PROBLEM TO WORK ON: Please quote every line word for word.
□ □ □
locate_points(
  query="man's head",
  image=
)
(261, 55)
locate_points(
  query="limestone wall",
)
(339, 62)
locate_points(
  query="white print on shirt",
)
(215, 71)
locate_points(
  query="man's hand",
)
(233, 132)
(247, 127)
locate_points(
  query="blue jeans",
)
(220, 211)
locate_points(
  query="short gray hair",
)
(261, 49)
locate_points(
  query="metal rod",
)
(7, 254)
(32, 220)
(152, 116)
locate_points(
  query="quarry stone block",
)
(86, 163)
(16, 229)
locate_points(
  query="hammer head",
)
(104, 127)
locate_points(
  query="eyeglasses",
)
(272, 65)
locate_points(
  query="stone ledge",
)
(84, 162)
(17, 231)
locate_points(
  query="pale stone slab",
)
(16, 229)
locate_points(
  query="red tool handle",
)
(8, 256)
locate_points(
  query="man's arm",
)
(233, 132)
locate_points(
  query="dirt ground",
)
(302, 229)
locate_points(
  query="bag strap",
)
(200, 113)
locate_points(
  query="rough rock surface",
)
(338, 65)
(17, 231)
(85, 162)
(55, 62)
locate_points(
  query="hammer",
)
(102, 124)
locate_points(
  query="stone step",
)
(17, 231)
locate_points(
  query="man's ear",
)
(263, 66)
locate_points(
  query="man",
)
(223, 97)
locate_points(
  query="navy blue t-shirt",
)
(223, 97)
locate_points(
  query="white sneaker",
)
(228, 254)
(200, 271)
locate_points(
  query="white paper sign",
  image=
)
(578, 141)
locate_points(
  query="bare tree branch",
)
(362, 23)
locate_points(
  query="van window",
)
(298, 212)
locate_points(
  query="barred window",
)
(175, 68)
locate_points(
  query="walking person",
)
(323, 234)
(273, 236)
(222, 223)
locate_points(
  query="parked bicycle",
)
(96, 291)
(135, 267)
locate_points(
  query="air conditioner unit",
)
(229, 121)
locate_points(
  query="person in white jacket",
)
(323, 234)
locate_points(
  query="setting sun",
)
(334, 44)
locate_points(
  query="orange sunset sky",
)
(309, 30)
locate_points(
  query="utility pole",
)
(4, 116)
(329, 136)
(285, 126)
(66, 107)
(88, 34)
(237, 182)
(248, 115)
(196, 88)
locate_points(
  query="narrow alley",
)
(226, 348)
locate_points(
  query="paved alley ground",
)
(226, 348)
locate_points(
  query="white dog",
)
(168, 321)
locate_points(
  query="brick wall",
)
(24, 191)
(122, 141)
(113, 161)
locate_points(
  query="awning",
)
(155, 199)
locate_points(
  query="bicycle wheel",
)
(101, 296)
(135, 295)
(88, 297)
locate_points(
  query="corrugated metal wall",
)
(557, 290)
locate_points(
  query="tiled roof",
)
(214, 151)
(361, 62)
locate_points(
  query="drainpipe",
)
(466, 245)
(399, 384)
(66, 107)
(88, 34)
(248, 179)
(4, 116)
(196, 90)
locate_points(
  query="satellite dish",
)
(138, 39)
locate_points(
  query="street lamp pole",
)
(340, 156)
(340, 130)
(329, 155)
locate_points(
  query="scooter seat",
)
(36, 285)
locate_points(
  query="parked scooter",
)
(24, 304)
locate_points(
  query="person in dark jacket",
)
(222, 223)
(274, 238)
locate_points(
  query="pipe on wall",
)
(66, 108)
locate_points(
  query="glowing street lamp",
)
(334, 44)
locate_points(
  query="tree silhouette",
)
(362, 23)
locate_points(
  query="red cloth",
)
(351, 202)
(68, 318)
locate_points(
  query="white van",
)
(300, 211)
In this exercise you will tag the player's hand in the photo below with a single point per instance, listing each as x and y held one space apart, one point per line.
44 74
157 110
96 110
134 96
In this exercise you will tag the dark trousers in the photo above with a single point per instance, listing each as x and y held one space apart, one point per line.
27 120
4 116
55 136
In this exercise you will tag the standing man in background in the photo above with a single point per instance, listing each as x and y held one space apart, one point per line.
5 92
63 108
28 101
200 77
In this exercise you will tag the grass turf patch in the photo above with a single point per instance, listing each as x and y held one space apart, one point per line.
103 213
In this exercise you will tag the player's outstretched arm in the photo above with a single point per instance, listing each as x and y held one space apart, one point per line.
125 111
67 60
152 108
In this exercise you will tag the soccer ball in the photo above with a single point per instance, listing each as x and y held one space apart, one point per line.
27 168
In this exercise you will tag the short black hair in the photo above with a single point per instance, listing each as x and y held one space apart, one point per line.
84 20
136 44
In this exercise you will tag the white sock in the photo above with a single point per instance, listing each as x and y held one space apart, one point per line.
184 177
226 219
□ □ □
WRITTEN ANSWER:
locate_points(
  query="man's head",
  image=
)
(261, 55)
locate_points(
  query="limestone wall",
)
(339, 62)
locate_points(
  query="white print on shirt",
)
(215, 71)
locate_points(
  query="man's hand",
)
(233, 132)
(247, 127)
locate_points(
  query="blue jeans",
)
(220, 211)
locate_points(
  query="short gray hair",
)
(261, 49)
locate_points(
  query="metal rod",
)
(7, 254)
(32, 220)
(152, 116)
locate_points(
  query="quarry stone block",
)
(86, 163)
(16, 229)
locate_points(
  query="hammer head",
)
(104, 127)
locate_points(
  query="eyeglasses",
)
(272, 65)
locate_points(
  query="stone ledge",
)
(84, 162)
(17, 231)
locate_points(
  query="pale stone slab",
)
(16, 229)
locate_points(
  query="red tool handle",
)
(8, 256)
locate_points(
  query="man's arm",
)
(233, 132)
locate_points(
  query="dirt ground",
)
(302, 229)
locate_points(
  query="bag strap",
)
(200, 113)
locate_points(
  query="rough rock surface",
)
(338, 65)
(17, 231)
(85, 162)
(55, 62)
locate_points(
  query="hammer",
)
(102, 124)
locate_points(
  query="stone step",
)
(17, 231)
locate_points(
  query="man's ear",
)
(263, 66)
locate_points(
  query="man",
)
(223, 97)
locate_points(
  query="navy blue t-shirt",
)
(223, 97)
locate_points(
  query="white sneaker",
)
(228, 254)
(200, 271)
locate_points(
  query="white paper sign",
  image=
)
(578, 141)
locate_points(
  query="bare tree branch",
)
(362, 23)
locate_points(
  query="van window",
)
(298, 212)
locate_points(
  query="barred window",
)
(175, 68)
locate_points(
  query="walking person",
)
(323, 234)
(273, 236)
(222, 223)
locate_points(
  query="parked bicycle",
)
(96, 291)
(135, 267)
locate_points(
  query="air conditioner unit",
)
(229, 121)
locate_points(
  query="person in white jacket",
)
(323, 234)
locate_points(
  query="setting sun",
)
(334, 44)
locate_points(
  query="orange sunset sky",
)
(309, 30)
locate_points(
  query="utility pole",
)
(4, 116)
(329, 136)
(285, 126)
(66, 107)
(88, 34)
(237, 182)
(248, 115)
(196, 88)
locate_points(
  query="narrow alley",
)
(226, 348)
locate_points(
  query="paved alley ground",
)
(226, 348)
locate_points(
  query="white dog",
)
(168, 321)
locate_points(
  query="brick wall",
)
(24, 191)
(122, 141)
(113, 161)
locate_points(
  query="awning",
)
(155, 199)
locate_points(
  query="bicycle wheel",
)
(101, 296)
(135, 295)
(88, 297)
locate_points(
  query="corrugated metal wall",
)
(557, 290)
locate_points(
  query="tiled roof",
)
(214, 151)
(361, 62)
locate_points(
  query="drainpipe",
)
(466, 245)
(399, 384)
(66, 107)
(88, 34)
(248, 179)
(4, 116)
(196, 90)
locate_points(
  query="satellite dish",
)
(138, 39)
locate_points(
  query="street lamp pole",
)
(340, 156)
(340, 130)
(329, 155)
locate_points(
  query="scooter seat",
)
(36, 285)
locate_points(
  query="parked scooter",
)
(24, 304)
locate_points(
  query="person in dark jacket",
)
(222, 223)
(274, 238)
locate_points(
  query="pipe on wall",
)
(66, 108)
locate_points(
  query="glowing street lamp",
)
(334, 44)
locate_points(
  query="tree silhouette",
)
(362, 23)
locate_points(
  query="red cloth",
)
(351, 202)
(68, 318)
locate_points(
  query="white van",
)
(300, 211)
In this exercise you will tag the player's hand in the photo below with a single point per instance, listing each as x and y held one space apart, one point per line.
44 74
157 110
96 110
134 96
In this exercise you will tag the dark trousers in the photo above with a single point per instance, listing each as x and y held one space apart, one point per line.
27 120
4 116
55 136
In this exercise you will tag the standing man in background in the photo above with a single point per instance, listing each as x and y held one space apart, one point per line.
5 92
63 108
28 101
200 77
In this exercise you will tag the grass turf patch in the photo above with a single point per instance, listing each as x and y held one space apart, one point per line.
103 213
In this exercise you will tag the player's outstretched arm in the photo above with a single point per instance, listing each as x and y held one space apart, one point per line.
125 111
67 60
152 108
In this exercise you will tag the soccer ball in the photo above with a single point per instance, listing each as x and y held one space apart, one point per line.
27 168
In this exercise you will tag the short black hair in the photo above with a single point per instance, listing each as x and y held one space apart, one point per line.
84 20
136 44
In this exercise you will tag the white sock in the photo above with a single point per instance, listing each as x and y held one space apart, one point per line.
184 177
226 219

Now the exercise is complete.